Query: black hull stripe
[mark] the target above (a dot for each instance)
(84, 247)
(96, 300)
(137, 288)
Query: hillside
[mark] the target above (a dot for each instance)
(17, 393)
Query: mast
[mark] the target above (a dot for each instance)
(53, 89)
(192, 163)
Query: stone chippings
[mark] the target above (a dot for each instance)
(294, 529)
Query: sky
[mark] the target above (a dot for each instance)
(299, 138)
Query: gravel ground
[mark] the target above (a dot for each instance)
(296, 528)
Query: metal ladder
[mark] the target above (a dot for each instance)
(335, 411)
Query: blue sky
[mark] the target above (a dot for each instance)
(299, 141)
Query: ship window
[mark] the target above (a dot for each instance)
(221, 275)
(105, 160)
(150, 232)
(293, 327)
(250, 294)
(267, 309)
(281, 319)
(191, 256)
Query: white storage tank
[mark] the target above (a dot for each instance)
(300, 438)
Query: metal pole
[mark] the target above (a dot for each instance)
========
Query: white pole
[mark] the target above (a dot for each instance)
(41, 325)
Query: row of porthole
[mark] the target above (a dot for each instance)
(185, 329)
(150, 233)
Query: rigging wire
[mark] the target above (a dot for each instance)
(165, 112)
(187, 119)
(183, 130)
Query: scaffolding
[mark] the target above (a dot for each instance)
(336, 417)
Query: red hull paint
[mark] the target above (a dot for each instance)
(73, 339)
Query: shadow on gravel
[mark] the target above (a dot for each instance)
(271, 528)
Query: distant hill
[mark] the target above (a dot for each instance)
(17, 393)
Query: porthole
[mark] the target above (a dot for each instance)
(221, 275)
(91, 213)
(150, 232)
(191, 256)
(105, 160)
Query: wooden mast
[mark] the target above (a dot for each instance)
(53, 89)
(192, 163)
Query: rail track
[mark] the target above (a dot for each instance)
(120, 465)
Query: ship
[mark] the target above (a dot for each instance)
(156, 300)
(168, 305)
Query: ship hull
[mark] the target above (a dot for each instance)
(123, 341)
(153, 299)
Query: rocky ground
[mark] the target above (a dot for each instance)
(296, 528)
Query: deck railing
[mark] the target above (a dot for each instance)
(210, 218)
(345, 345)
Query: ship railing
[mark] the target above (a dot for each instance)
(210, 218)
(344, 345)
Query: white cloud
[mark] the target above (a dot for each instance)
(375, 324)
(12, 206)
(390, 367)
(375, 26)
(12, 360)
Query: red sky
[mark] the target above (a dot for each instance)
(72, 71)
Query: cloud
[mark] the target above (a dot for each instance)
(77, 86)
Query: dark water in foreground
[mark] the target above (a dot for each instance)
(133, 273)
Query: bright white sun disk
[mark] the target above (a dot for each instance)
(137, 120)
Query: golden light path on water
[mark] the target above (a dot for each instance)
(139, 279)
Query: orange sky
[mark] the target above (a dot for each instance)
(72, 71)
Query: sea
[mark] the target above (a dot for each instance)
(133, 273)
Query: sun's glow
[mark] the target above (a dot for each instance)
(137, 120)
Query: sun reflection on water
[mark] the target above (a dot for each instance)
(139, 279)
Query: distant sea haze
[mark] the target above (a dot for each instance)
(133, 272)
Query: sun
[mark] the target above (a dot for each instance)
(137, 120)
========
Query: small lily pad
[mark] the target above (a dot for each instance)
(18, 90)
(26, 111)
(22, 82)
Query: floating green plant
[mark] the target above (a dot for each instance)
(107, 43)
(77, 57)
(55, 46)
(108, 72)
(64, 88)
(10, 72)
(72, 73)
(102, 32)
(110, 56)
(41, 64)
========
In the data above, find the line that contains "Query: black hull stripe" and the line that contains "Query: gravel ground". Repeat exactly those lines and every line between them, and only those.

Query: black hull stripe
[mark] the target above (a dot for each instance)
(84, 247)
(96, 300)
(137, 288)
Query: hillside
[mark] the target above (a dot for each instance)
(17, 393)
Query: mast
[mark] the target above (a dot for each instance)
(53, 89)
(192, 163)
Query: stone chippings
[mark] the target above (a dot for each instance)
(294, 529)
Query: sky
[mark] the target above (a dot for each instance)
(299, 138)
Query: gravel ground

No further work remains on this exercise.